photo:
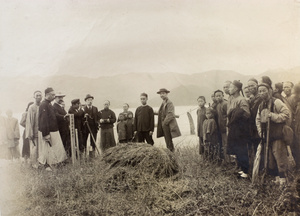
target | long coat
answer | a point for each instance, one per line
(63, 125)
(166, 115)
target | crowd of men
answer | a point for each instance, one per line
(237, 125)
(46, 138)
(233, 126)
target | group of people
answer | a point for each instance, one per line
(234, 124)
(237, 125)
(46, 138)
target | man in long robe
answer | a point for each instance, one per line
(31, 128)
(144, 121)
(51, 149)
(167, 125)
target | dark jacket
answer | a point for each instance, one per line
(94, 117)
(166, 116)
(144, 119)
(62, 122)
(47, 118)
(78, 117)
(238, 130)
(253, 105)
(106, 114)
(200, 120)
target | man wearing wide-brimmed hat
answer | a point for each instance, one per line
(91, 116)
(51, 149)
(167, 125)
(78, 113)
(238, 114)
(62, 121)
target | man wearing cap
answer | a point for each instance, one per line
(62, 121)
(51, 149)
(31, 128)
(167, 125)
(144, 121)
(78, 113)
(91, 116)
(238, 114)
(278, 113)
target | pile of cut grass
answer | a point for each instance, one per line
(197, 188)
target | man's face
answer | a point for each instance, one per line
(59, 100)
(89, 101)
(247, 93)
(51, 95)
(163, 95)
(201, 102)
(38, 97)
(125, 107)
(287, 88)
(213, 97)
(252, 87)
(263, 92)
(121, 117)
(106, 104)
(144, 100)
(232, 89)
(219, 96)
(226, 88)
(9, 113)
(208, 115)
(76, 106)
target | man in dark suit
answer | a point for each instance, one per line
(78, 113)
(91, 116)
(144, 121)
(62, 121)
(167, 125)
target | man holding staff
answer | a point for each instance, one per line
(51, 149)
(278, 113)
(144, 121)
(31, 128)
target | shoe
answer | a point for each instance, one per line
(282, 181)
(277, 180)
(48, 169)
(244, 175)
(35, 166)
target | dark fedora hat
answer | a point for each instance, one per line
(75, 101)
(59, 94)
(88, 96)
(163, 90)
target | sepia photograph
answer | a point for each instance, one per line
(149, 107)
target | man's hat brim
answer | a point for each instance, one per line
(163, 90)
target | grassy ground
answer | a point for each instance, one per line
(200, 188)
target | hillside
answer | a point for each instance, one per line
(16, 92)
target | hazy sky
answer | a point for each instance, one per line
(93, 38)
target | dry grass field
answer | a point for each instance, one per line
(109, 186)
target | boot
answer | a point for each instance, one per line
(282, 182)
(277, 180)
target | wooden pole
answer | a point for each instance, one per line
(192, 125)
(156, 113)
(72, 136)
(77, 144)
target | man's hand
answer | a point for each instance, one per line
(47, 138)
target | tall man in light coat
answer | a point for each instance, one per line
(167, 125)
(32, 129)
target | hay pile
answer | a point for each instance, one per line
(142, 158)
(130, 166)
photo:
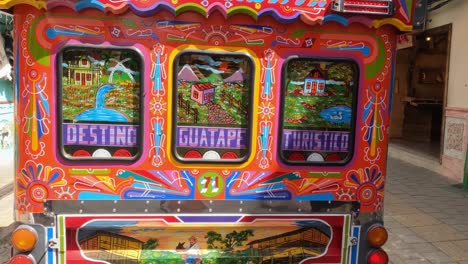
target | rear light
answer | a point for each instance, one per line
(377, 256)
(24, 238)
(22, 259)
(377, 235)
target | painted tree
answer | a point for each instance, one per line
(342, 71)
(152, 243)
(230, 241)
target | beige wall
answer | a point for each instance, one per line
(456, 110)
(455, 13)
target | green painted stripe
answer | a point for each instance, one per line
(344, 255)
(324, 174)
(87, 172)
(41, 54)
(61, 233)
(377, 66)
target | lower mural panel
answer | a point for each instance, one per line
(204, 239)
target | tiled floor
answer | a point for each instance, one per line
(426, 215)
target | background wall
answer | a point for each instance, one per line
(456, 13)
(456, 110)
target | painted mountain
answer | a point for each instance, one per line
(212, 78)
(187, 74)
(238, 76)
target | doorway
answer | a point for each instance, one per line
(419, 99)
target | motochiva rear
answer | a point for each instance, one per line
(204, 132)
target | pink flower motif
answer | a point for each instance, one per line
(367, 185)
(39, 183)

★ ★ ★ ★ ★

* Task to complete
Write out every line of the material above as a JSON list of strings, one string per line, skipping blank lines and leaving out the pictures.

* Finished task
[
  "photo:",
  "target | long coat",
  "answer | a point for each instance, one per line",
  "(63, 125)",
  "(166, 115)",
  "target | crowd of men",
  "answer | a point for each instance, one per line",
  "(237, 125)",
  "(46, 138)",
  "(233, 126)",
  "target | group of people",
  "answer | a point for each instance, one per line",
  "(234, 124)",
  "(237, 125)",
  "(46, 138)",
  "target | man in long robe",
  "answer | a point for each instance, one per line",
  "(31, 128)",
  "(144, 121)",
  "(51, 149)",
  "(167, 125)",
  "target | dark jacket",
  "answer | a point for each instance, one per line",
  "(94, 117)",
  "(166, 116)",
  "(144, 119)",
  "(62, 122)",
  "(47, 118)",
  "(78, 117)",
  "(238, 130)",
  "(253, 105)",
  "(106, 114)",
  "(200, 120)",
  "target | man wearing wide-brimmed hat",
  "answer | a point for each instance, one per line",
  "(91, 116)",
  "(51, 149)",
  "(167, 125)",
  "(78, 113)",
  "(238, 114)",
  "(62, 121)",
  "target | man wearing cap",
  "answer | a point for each instance, one per line",
  "(62, 121)",
  "(51, 149)",
  "(31, 128)",
  "(167, 125)",
  "(144, 121)",
  "(78, 113)",
  "(91, 116)",
  "(238, 114)",
  "(278, 113)",
  "target | pile of cut grass",
  "answer | a point for each instance, one per line",
  "(197, 188)",
  "target | man's face",
  "answer | a point for each instance, one per line",
  "(59, 100)",
  "(89, 101)",
  "(247, 93)",
  "(51, 95)",
  "(163, 95)",
  "(201, 102)",
  "(38, 97)",
  "(125, 107)",
  "(287, 88)",
  "(213, 97)",
  "(252, 87)",
  "(263, 92)",
  "(121, 117)",
  "(106, 104)",
  "(144, 100)",
  "(232, 89)",
  "(219, 96)",
  "(226, 88)",
  "(9, 113)",
  "(208, 115)",
  "(76, 106)",
  "target | man in dark suit",
  "answer | a point for each instance, one per line",
  "(78, 113)",
  "(91, 116)",
  "(144, 121)",
  "(62, 121)",
  "(167, 125)",
  "target | man holding staff",
  "answer | a point for each instance, one per line",
  "(51, 149)",
  "(278, 113)",
  "(144, 121)",
  "(31, 128)",
  "target | shoe",
  "answer | a point for each instance, one per line",
  "(282, 181)",
  "(277, 180)",
  "(48, 169)",
  "(244, 175)",
  "(35, 166)",
  "target | dark fedora hat",
  "answer | a point for each instance, one per line",
  "(75, 101)",
  "(59, 94)",
  "(88, 96)",
  "(163, 90)",
  "target | sepia photograph",
  "answer | a point for each instance, one per line",
  "(149, 107)",
  "target | man's hat brim",
  "answer | a point for each instance, one per line",
  "(163, 90)",
  "target | grassy ground",
  "answer | a point for each instance, one per line",
  "(200, 188)",
  "target | hillside",
  "answer | a point for each instance, one per line",
  "(16, 92)",
  "target | hazy sky",
  "answer | a point for each instance, one per line",
  "(93, 38)",
  "target | dry grass field",
  "answer | a point for each instance, one per line",
  "(109, 186)",
  "target | boot",
  "answer | a point for each instance, one per line",
  "(282, 182)",
  "(277, 180)",
  "target | wooden pole",
  "answer | a point for each instance, one per line",
  "(192, 125)",
  "(156, 113)",
  "(72, 136)",
  "(77, 144)",
  "target | man's hand",
  "answer | a point for each instance, one per line",
  "(47, 138)",
  "target | tall man in light coat",
  "answer | a point for each instance, one per line",
  "(167, 125)",
  "(32, 129)",
  "target | hay pile",
  "answer | a point for each instance, one per line",
  "(142, 158)",
  "(130, 166)",
  "photo:",
  "target | rear light",
  "answer | a point for each instance, one per line",
  "(377, 256)",
  "(24, 238)",
  "(22, 259)",
  "(377, 235)",
  "target | painted tree",
  "answer | a point for each instance, one per line",
  "(342, 71)",
  "(152, 243)",
  "(230, 241)",
  "target | beige wall",
  "answer | a point for each instance, one per line",
  "(456, 110)",
  "(455, 13)",
  "target | green painted stripe",
  "answer | a point for each instance, one per line",
  "(344, 255)",
  "(324, 174)",
  "(87, 172)",
  "(41, 54)",
  "(61, 233)",
  "(377, 66)",
  "target | lower mural panel",
  "answer | a point for each instance, one per line",
  "(204, 239)",
  "target | tiled floor",
  "answer | a point for each instance, one per line",
  "(426, 215)",
  "target | background wall",
  "answer | a point for each instance, one per line",
  "(456, 13)",
  "(456, 110)",
  "target | painted mountain",
  "answer | a point for each instance, one per line",
  "(212, 78)",
  "(187, 74)",
  "(238, 76)",
  "target | doorway",
  "answer | a point for each instance, one per line",
  "(419, 99)",
  "target | motochiva rear",
  "answer | a point for each instance, one per line",
  "(204, 132)",
  "target | pink flower motif",
  "answer | a point for each instance, one per line",
  "(367, 185)",
  "(39, 183)"
]